■ **ABOUT THIS TASK**
What do the lines say from the one containing "to detect black" to the end of the records? Restate them word for word, and only those.

Data items
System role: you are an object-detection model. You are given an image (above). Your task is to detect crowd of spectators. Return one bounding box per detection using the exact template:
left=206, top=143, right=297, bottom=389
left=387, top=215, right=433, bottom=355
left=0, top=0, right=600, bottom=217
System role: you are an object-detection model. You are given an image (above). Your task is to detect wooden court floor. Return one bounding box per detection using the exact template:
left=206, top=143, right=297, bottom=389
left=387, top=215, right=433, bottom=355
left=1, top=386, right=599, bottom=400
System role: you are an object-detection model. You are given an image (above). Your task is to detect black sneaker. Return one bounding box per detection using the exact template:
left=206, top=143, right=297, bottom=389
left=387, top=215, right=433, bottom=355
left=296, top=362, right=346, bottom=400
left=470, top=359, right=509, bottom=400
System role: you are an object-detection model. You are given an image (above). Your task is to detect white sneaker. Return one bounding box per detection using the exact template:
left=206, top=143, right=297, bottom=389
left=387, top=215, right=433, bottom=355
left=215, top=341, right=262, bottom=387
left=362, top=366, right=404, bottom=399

■ **OUTPUT BELOW**
System role: you are an object-detection model. You are given an image (above). Your task is to detect black sneaker. Return one bounding box per detection using the exact template:
left=206, top=143, right=297, bottom=389
left=387, top=215, right=433, bottom=355
left=296, top=362, right=346, bottom=400
left=470, top=359, right=509, bottom=400
System role: you are an object-detection model. You are given an image (above). Your task is to detect white sneaker. Return one bounding box per detection using the exact template:
left=206, top=143, right=297, bottom=389
left=387, top=215, right=433, bottom=355
left=215, top=341, right=262, bottom=387
left=362, top=366, right=404, bottom=399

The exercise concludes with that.